TRAVAIL DEMANDÉ:
1: Pourriez-vous réécrire plus brièvement le paragraphe du billet sur les bienveillants qui commence par « On dit que le virus ronge le tissu social », en gardant ses faits principaux ?
2: Pouvez-vous prolonger le billet sur les bienveillants à partir de sa dernière phrase ?

PASSAGE DU TEXTE:
*****

Les Bienveillants
Billet
On dit que le virus ronge le tissu social. Qu’il nous éloigne les uns des autres, parce qu’il nous cloître, chacun chez soi, non pas calfeutré, ce qui serait doux, mais claquemuré, les murs une claque et le froid, quand est rongé le tissu social. On dit que nul dans ces conditions ne songe plus à son prochain, à faire oeuvre de bienveillance et de dévouement. C’est faux.
C’est faux, oui, et je suis frappé quant à moi de l’intérêt qu’on me porte, du bien qu’on me veut et des bienfaits qu’on me dispense, sans cesse des bienfaisants sont penchés sur ma solitude, soucieux de mon alimentation, de mes loisirs, de mon corps, de mon âme même, quand de l’écran de mon smartphone surgit la horde youtubée des experts et des coachs, des instructeurs et des maîtres-queux.

*****

EXTRAIT DE DONNÉES:
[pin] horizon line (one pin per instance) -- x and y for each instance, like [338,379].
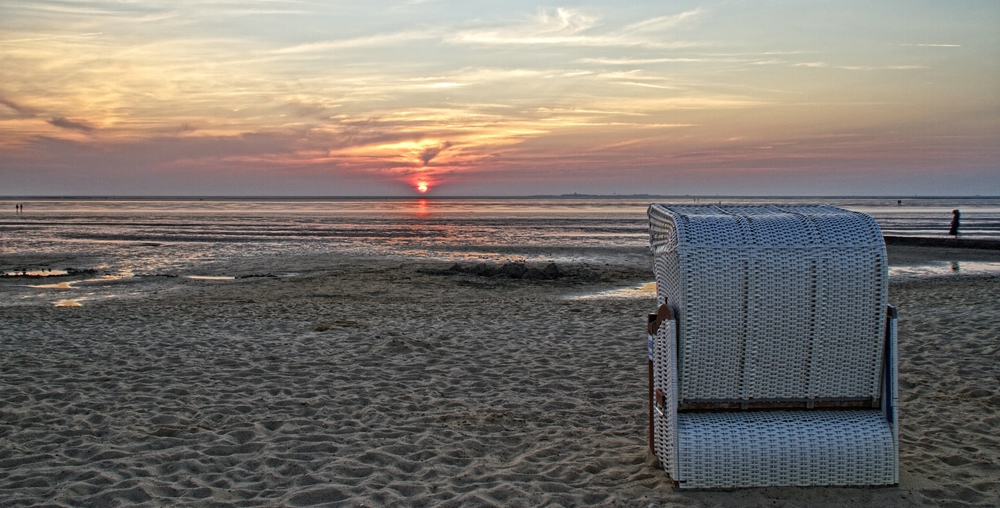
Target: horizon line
[515,196]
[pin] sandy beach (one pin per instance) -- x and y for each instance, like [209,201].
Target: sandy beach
[387,382]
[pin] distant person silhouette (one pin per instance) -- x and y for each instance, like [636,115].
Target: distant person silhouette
[956,218]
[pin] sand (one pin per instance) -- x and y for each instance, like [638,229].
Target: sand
[382,382]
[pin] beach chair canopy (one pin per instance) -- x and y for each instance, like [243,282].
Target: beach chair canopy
[777,317]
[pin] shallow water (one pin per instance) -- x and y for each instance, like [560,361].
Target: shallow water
[124,240]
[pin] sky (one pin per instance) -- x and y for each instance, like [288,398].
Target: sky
[487,98]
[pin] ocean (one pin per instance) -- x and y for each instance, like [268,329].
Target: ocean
[187,237]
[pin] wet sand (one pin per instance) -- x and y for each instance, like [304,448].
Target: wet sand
[389,382]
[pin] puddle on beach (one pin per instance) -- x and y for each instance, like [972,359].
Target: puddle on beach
[937,269]
[70,302]
[61,285]
[647,290]
[940,268]
[35,273]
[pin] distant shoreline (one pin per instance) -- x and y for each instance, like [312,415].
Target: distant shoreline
[707,198]
[953,243]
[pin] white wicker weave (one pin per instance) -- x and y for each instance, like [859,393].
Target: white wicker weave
[773,307]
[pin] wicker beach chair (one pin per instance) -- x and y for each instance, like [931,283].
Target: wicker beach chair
[773,351]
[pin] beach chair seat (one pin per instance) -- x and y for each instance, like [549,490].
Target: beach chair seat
[772,352]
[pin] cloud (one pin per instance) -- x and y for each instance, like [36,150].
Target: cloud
[24,111]
[640,61]
[432,151]
[664,22]
[568,27]
[361,42]
[60,121]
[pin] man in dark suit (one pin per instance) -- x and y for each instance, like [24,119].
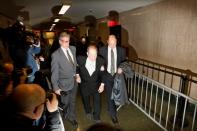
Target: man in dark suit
[63,78]
[90,69]
[113,56]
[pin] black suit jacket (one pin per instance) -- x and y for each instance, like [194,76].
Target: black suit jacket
[90,84]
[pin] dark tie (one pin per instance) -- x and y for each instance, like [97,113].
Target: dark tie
[112,63]
[69,57]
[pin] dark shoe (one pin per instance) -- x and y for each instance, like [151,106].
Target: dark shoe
[97,121]
[115,120]
[74,123]
[89,116]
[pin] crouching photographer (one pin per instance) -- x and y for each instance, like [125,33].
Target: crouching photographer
[27,103]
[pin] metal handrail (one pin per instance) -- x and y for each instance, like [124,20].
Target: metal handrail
[141,86]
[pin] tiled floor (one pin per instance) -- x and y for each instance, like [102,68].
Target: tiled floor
[130,118]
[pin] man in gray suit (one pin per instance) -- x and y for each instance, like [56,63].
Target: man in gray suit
[63,78]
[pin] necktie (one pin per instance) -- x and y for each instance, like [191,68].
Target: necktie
[69,57]
[112,62]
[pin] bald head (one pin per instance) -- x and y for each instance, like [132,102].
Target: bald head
[92,52]
[27,97]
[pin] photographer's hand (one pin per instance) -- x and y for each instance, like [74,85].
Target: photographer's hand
[52,105]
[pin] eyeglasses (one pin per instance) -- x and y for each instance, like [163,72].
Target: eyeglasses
[63,41]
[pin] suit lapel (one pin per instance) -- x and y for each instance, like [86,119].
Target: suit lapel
[74,58]
[118,57]
[106,55]
[63,55]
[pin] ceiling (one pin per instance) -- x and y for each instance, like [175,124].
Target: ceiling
[38,12]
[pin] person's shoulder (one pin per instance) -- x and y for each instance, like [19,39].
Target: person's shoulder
[120,48]
[100,59]
[81,59]
[56,52]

*****

RÉSULTATS OBTENUS:
1: On prétend que le virus, en enfermant chacun chez soi, ronge le tissu social et nous éloigne les uns des autres, si bien que plus personne ne songerait à se montrer bienveillant et dévoué envers son prochain. C'est faux.

2:
D’éminents sauciers ainsi me livrent leurs recettes. Ils portent des noms à particule, façon vieille France, touillent aux enseignes les plus prestigieuses mais n’hésitent pas à me dévoiler, à moi seul, le «secret» de leur pintade aux girolles, une recette «gourmande» et «réconfortante», pour la joie de ma chair et le salut de mon âme. Plus réconfortants encore: les petits plats «malins» de Paulette ou Maïté, ménagères ordinaires, qui bonne pâte me convient à leurs fourneaux pour la confection d’un lapin aux poireaux.
Nourri et réconforté, il me faut traiter les méfaits de mes excès. Arrivent alors les «coach», en «body» ou en «legging», pour une séance de «gainage», de pilatesse ou de «freeride» à travers le salon. C’est une nuée, les coach, il en arrive de partout, biceps huilés et mâchoire carrée, qui eux aussi me dévoilent, à moi seul, des «secrets» qui jusqu’alors étaient réservés aux unités d’élite de l’armée américaine.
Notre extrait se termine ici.